(Short exercise A)
Output the passage on consuming services in Tanzu Application Platform word for word, everything from "Particular focus will" down to "the API Kind.".

(Reading passage)
● ● ● ● ● ● ●

To try the scan and store features as individual one-off scans, see Scan samples.

To try the scan and store features in a supply chain, see Section 3: Add testing and security scanning to your application.

Next steps

Section 5: Consuming services on Tanzu Application Platform

In this section you will learn about working with backing services such as RabbitMQ, PostgreSQL and MySQL as part of Tanzu Application Platform.

Particular focus will be given to binding application workloads to service instances, which is the most common use case for services.

Key concepts

When working with services on Tanzu Application Platform you must be familiar with service instances, service bindings and resource claims. This section provides a brief overview of each of these key concepts.

Service instances

A service instance is any Kubernetes resource which exposes its capability through a well-defined interface. For example, you could consider Kubernetes resources that have MySQL as the API Kind to be MySQL service instances. These resources expose their capability over the MySQL protocol. Other examples include resources that have PostgreSQL or RabbitmqCluster as the API Kind.

● ● ● ● ● ● ●

(Position identification records)
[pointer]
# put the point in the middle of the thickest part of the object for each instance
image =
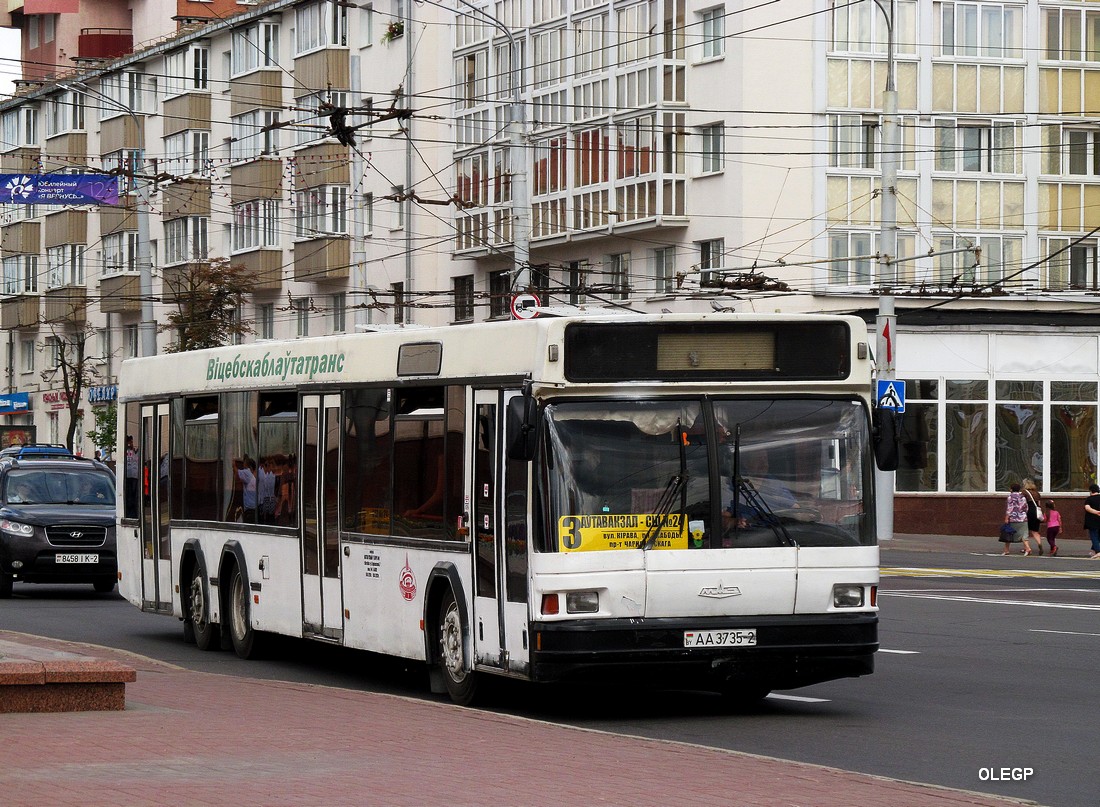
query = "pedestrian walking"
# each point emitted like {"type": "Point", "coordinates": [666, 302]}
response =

● ● ● ● ● ● ●

(Short exercise B)
Return every line of the listing above verbatim, omitting the pictures.

(Task output A)
Particular focus will be given to binding application workloads to service instances, which is the most common use case for services.

Key concepts

When working with services on Tanzu Application Platform you must be familiar with service instances, service bindings and resource claims. This section provides a brief overview of each of these key concepts.

Service instances

A service instance is any Kubernetes resource which exposes its capability through a well-defined interface. For example, you could consider Kubernetes resources that have MySQL as the API Kind to be MySQL service instances. These resources expose their capability over the MySQL protocol. Other examples include resources that have PostgreSQL or RabbitmqCluster as the API Kind.

(Task output B)
[pointer]
# put the point in the middle of the thickest part of the object for each instance
image =
query = "pedestrian walking"
# each point emitted like {"type": "Point", "coordinates": [666, 302]}
response =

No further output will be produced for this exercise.